• _TO DO_
Repeat each entry as written and leave the images out of the copy.

--- DATA SHOWN ---

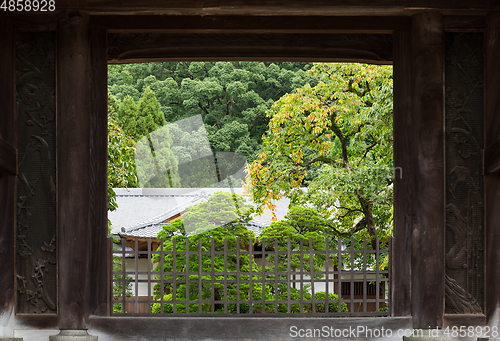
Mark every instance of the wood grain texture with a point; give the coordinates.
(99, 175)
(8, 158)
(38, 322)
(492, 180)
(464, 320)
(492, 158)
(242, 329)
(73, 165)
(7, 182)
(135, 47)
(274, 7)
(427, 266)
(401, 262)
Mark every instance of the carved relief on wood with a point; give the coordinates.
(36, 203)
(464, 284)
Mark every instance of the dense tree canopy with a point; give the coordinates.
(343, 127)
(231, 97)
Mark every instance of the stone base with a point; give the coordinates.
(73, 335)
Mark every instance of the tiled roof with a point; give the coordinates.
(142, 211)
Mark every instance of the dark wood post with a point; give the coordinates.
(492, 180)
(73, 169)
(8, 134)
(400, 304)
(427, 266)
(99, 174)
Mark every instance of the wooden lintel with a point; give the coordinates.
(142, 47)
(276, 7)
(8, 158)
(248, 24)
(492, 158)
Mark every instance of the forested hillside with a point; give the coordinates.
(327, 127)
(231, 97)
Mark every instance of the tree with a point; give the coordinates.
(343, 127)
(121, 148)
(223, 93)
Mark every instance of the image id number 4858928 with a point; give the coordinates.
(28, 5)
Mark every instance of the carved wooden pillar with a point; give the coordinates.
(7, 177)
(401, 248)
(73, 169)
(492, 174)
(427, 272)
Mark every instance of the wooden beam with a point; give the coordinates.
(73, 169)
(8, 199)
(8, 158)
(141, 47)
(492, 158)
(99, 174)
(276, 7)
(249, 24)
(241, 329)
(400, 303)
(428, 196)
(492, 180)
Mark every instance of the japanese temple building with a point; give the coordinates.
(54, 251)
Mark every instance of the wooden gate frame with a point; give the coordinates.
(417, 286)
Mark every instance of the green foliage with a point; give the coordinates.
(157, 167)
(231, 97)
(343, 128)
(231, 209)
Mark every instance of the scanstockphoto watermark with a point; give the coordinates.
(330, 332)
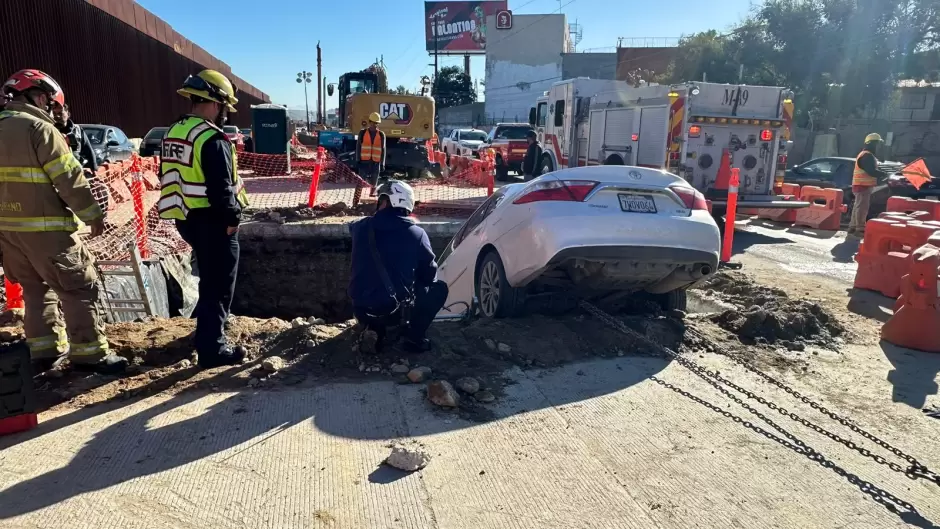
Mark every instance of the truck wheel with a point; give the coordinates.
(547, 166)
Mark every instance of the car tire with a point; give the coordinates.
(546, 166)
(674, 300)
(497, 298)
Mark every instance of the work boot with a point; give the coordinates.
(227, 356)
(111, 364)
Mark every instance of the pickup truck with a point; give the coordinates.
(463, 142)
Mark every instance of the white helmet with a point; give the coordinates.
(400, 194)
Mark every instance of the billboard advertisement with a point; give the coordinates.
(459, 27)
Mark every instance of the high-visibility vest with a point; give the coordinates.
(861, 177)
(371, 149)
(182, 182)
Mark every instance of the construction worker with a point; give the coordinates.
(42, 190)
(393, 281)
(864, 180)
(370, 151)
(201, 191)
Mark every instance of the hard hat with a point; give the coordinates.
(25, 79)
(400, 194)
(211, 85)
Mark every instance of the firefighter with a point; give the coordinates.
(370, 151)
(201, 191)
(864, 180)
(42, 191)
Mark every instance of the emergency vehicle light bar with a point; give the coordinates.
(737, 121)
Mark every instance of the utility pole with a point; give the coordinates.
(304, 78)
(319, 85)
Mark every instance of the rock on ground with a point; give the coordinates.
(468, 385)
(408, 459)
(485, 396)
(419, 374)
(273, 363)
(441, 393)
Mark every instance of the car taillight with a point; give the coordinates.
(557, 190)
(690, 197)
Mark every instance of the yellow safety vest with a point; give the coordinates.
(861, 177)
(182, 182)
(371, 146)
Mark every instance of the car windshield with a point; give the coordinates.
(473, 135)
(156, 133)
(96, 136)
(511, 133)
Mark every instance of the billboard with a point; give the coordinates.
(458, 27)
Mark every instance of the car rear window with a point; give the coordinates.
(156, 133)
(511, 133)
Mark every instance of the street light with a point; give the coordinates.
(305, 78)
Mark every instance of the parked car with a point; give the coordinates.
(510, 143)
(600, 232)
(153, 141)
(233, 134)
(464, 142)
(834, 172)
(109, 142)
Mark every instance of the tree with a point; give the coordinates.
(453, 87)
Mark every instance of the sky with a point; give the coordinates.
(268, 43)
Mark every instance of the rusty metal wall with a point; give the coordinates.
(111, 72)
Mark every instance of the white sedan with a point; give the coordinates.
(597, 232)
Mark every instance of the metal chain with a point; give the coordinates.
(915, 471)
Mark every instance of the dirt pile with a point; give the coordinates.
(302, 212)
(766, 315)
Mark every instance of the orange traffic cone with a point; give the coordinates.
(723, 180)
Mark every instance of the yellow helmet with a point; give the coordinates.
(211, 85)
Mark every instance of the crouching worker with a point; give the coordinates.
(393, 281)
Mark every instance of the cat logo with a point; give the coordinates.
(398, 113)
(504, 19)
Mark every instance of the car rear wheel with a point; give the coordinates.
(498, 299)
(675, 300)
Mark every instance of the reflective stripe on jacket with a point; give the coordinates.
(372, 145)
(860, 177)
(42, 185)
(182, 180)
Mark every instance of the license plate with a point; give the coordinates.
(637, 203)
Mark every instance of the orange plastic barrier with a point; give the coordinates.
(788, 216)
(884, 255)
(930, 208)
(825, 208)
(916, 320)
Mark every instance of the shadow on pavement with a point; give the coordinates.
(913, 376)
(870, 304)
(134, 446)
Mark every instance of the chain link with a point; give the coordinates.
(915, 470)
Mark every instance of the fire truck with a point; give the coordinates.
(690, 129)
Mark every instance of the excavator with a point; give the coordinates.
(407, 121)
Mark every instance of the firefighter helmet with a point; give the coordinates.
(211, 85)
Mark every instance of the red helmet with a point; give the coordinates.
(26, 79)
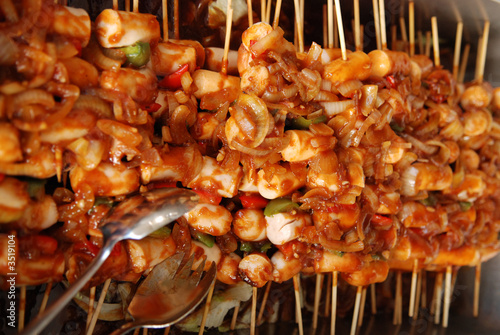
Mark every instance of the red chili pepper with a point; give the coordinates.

---

• _PROBLEM SOLUTION_
Mark every instance of the wood grain texture with a point; give the coordinates.
(99, 175)
(8, 158)
(38, 322)
(492, 180)
(464, 320)
(492, 158)
(242, 329)
(73, 165)
(7, 182)
(135, 47)
(274, 7)
(427, 266)
(401, 262)
Mark every instance of the carved relief on wood with a point; give the coordinates.
(36, 203)
(464, 284)
Mark every instance of the dense tree canopy with a point; give the coordinates.
(343, 127)
(231, 97)
Mark every instance of the stone base with a point; give the coordinates.
(73, 335)
Mark every instance of the tiled roof with a point; give the coordinates.
(142, 211)
Mark every instance of the dark wood post with a point; give the coordinates.
(492, 180)
(73, 169)
(8, 134)
(400, 304)
(427, 266)
(99, 174)
Mark every instance of the wooden lintel with a point; give the coordinates.
(142, 47)
(276, 7)
(8, 158)
(248, 24)
(492, 158)
Mark every instance of the forested hillside with a point; give the coordinates.
(327, 127)
(231, 97)
Mark every instance of the tree with a point; give the coordinates.
(343, 127)
(121, 148)
(223, 93)
Mark every instance of the image id number 4858928 with a point; give the coordinates.
(28, 5)
Mark every instance of the carved wooden pillar with a point; give the coordinates.
(7, 177)
(401, 248)
(73, 169)
(492, 174)
(427, 272)
Mark every instance of the wooden beam with a point; give the coordinates.
(73, 169)
(8, 199)
(8, 158)
(141, 47)
(492, 158)
(99, 174)
(276, 7)
(249, 24)
(241, 329)
(400, 303)
(428, 196)
(492, 180)
Mark every instance of the japanese temple building with a point; give the coordinates.
(54, 251)
Mark every instance of the wooden gate frame with a point; give the coordinates.
(417, 286)
Mark every instance of the green foliage with a point; give the coordinates.
(157, 167)
(231, 97)
(343, 128)
(231, 209)
Mark every instance of the scanstockphoto watermark with a point; give the coordinates.
(330, 332)
Mark every instance of the truck wheel with a point; give the coordinates.
(547, 166)
Mark every instance of the car tire with a point; give the coordinates.
(546, 166)
(674, 300)
(497, 298)
Mark every instance of the work boot with a point; give the coordinates.
(227, 356)
(111, 364)
Mark every instance of the pickup truck with a point; give the coordinates.
(463, 142)
Mark every instance of the white helmet with a point; give the coordinates.
(400, 194)
Mark every instance of the billboard advertisement with a point; give the coordinates.
(459, 27)
Mark every instance of the high-visibility vest with a point; give the coordinates.
(861, 177)
(371, 149)
(182, 182)
Mark every instance of the construction worker with a point; give the coordinates.
(42, 190)
(393, 281)
(864, 180)
(370, 151)
(201, 191)
Mark every instance of the hard hat with a point; give the coordinates.
(25, 79)
(400, 194)
(211, 85)
Mark every instance of the firefighter with a point; give the coordinates.
(370, 151)
(201, 191)
(864, 180)
(42, 191)
Mark every instance of the emergency vehicle light bar with a point; give the coordinates.
(737, 121)
Mark every instance of the utility pole with a point; give the coordinates.
(304, 78)
(319, 85)
Mark every instance of the rock on ground with a point; give the coordinates.
(468, 385)
(408, 459)
(485, 396)
(419, 374)
(273, 363)
(441, 393)
Mark every instance of the car taillight with a point; give the coordinates.
(557, 190)
(690, 197)
Mark every instance of the yellow safety vest with a point; give the coordinates.
(861, 177)
(182, 182)
(371, 146)
Mark every instance of the car windshield with a point; give the coordinates.
(473, 135)
(156, 133)
(96, 136)
(511, 133)
Mark every instance of the billboard with a point; give the coordinates.
(458, 27)
Mark every instance of the car rear window with a point; give the coordinates.
(156, 133)
(511, 133)
Mark every instance of the street light with a point; give the coordinates.
(305, 78)
Mark every instance of the parked car with a point; give the coordinates.
(510, 143)
(600, 232)
(153, 141)
(233, 134)
(464, 142)
(834, 172)
(109, 142)
Mark every instance of the tree with a point; give the coordinates.
(453, 87)
Mark every instance of the sky with a point; give the coordinates.
(268, 43)
Mark every instance of the rusty metal wall with a point; give the coordinates.
(111, 72)
Mark every instance of the white sedan with a point; give the coordinates.
(597, 232)
Mark every instance of the metal chain with a point; give the coordinates.
(915, 471)
Mark every instance of the dirt pile with a point; give the coordinates.
(302, 212)
(766, 315)
Mark every instance of the orange traffic cone with a point; give the coordinates.
(723, 180)
Mark every instance of the yellow helmet with a point; give the coordinates.
(211, 85)
Mark every instance of the crouching worker with a point; give the coordinates.
(393, 281)
Mark every instance of the cat logo with a point; give the coordinates.
(398, 113)
(504, 19)
Mark every instance of the car rear wheel with a point; give the coordinates.
(498, 299)
(675, 300)
Mark every instance of the reflective stripe on jacket with a point; give the coordinates.
(372, 145)
(860, 177)
(42, 185)
(182, 180)
Mark every instance of the license plate with a point; give the coordinates.
(637, 203)
Mark every instance of the orange plastic barrier with a point; give the coordinates.
(788, 216)
(884, 255)
(930, 208)
(825, 208)
(916, 320)
Mark every instance of the shadow on pavement with a point; give the coordinates.
(913, 376)
(870, 304)
(134, 446)
Mark every instance of the chain link with a point; give the coordinates.
(915, 470)
Mark every instance of the fire truck with a point; give the coordinates.
(690, 129)
Mark every instance of the excavator with a point; give the coordinates.
(407, 121)
Mark every instance of the firefighter helmet with a point; give the coordinates.
(211, 85)
Mark every instance of the red helmet with a point; give the coordinates.
(26, 79)
Mark every instance of the red chili pepper with a point; give the coordinates.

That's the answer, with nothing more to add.